▶ **TO BE DONE**
Filter the rows below and copy every line that contains the string "background". Case counts.

━━━ ENTRIES

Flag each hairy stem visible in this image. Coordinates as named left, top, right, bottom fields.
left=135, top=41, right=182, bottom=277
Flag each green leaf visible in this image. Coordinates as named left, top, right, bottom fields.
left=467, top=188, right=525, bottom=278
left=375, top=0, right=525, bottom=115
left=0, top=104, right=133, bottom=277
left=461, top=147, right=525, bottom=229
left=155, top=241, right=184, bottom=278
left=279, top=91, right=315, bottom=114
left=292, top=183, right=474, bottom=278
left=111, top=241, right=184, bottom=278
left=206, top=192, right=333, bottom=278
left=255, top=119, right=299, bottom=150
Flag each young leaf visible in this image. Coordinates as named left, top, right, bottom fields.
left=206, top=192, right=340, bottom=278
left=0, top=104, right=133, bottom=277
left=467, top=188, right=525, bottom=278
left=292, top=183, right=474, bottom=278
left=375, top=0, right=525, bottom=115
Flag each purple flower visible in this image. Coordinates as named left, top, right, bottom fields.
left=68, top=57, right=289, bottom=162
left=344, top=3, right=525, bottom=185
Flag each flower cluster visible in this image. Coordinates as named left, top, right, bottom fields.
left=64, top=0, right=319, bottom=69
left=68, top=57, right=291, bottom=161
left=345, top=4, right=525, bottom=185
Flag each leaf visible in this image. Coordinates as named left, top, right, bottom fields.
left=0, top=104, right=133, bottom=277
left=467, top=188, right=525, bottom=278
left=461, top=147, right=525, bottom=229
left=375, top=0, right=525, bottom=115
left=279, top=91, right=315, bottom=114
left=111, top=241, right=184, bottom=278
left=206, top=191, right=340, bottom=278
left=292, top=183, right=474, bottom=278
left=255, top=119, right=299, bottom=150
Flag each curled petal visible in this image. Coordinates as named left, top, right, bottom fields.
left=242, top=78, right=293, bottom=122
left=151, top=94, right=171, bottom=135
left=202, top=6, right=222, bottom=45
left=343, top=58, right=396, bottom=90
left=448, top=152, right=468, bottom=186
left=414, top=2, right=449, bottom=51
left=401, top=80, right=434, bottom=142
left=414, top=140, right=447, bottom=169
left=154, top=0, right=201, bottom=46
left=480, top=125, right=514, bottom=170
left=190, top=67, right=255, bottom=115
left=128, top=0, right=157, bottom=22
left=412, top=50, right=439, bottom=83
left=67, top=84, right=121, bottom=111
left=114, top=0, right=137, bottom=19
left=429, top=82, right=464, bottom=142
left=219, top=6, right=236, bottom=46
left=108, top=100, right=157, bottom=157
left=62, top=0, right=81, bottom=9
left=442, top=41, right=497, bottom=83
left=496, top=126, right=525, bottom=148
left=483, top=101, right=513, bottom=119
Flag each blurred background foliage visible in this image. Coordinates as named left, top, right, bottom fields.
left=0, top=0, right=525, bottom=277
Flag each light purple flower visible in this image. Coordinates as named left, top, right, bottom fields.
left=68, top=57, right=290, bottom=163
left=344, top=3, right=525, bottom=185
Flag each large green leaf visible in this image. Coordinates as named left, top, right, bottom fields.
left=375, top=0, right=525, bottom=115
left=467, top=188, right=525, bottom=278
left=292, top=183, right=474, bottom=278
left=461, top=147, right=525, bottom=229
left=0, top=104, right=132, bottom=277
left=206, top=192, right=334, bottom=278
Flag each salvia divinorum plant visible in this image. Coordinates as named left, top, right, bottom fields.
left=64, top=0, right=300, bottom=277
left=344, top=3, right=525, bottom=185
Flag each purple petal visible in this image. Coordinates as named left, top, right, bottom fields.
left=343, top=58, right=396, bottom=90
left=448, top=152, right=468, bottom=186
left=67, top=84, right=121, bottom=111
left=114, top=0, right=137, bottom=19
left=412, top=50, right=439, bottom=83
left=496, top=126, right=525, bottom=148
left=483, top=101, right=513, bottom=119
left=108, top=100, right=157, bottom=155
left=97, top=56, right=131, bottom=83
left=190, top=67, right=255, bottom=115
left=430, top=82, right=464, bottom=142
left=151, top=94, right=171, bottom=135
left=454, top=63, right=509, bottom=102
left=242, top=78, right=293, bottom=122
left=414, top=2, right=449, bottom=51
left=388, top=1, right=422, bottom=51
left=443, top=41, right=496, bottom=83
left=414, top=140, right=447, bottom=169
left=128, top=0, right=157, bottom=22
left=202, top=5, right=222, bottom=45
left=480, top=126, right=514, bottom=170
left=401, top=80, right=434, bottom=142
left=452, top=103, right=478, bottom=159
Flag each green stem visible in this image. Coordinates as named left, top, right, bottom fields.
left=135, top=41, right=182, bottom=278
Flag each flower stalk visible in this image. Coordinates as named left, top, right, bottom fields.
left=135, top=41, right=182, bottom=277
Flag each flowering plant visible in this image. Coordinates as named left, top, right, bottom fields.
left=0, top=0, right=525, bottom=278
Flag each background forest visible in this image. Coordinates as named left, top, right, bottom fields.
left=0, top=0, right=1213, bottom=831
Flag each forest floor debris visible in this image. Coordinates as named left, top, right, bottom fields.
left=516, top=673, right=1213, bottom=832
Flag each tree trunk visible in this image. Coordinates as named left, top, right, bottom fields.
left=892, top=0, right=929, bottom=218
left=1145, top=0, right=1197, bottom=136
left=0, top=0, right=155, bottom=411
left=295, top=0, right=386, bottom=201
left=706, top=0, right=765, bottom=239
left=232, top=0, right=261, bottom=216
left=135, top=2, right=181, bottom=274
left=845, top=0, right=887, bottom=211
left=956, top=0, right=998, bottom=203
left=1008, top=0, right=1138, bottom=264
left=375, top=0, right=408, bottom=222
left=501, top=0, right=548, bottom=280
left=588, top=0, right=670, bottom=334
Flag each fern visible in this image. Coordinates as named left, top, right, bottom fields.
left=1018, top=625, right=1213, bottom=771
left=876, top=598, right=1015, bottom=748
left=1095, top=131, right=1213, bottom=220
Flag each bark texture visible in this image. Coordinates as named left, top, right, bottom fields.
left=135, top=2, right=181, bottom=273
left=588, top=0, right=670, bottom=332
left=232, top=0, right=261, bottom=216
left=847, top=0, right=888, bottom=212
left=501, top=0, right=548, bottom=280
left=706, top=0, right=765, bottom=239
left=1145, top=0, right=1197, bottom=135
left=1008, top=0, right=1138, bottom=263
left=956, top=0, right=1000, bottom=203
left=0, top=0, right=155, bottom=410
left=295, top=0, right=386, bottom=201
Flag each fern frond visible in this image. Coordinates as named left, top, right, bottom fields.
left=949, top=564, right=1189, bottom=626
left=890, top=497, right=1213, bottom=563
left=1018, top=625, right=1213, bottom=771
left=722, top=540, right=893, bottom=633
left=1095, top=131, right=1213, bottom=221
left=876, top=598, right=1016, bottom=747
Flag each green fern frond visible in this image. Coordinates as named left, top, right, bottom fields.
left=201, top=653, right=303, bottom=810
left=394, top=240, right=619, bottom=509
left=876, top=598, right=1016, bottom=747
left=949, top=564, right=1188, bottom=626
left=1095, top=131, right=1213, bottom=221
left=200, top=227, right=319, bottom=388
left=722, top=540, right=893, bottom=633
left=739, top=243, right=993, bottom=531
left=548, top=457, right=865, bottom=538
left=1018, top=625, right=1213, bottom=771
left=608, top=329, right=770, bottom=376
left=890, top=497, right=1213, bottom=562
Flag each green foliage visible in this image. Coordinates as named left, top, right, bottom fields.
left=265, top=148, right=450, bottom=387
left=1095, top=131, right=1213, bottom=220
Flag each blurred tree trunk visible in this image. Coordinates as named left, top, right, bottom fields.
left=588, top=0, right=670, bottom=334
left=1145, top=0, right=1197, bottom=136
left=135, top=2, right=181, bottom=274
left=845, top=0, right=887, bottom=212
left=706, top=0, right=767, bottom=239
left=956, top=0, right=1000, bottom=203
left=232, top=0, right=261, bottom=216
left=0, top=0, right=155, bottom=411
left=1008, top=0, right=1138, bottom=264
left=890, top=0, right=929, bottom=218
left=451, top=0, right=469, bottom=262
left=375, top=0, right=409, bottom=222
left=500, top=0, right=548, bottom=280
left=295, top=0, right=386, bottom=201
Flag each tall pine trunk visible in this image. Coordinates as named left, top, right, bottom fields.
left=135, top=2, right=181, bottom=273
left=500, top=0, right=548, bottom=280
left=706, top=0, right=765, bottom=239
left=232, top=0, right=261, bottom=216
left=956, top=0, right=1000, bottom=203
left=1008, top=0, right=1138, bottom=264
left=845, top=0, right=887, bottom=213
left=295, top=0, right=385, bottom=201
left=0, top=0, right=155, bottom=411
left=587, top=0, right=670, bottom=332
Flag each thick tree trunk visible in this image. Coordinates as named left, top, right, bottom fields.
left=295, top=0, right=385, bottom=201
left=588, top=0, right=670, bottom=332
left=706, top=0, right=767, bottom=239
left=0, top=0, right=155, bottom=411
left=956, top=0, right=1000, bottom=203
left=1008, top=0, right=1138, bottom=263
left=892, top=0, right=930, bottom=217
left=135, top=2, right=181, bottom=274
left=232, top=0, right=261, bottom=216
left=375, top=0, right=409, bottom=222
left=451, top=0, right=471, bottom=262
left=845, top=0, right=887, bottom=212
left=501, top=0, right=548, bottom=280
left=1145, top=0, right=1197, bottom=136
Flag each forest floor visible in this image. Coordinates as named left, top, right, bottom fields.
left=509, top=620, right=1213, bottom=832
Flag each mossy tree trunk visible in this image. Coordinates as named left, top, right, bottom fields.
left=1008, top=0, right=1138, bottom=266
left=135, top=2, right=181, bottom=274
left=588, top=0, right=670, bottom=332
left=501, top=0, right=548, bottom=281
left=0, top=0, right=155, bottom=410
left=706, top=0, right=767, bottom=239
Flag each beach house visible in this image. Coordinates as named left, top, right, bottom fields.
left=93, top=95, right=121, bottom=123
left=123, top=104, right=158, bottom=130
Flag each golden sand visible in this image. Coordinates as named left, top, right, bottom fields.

━━━━━━

▶ **FULL ANSWER**
Flag each blurred background foliage visible in this image. Coordinates as named left, top, right, bottom fields.
Flag each background forest visible in this image. Coordinates as named left, top, right, bottom fields.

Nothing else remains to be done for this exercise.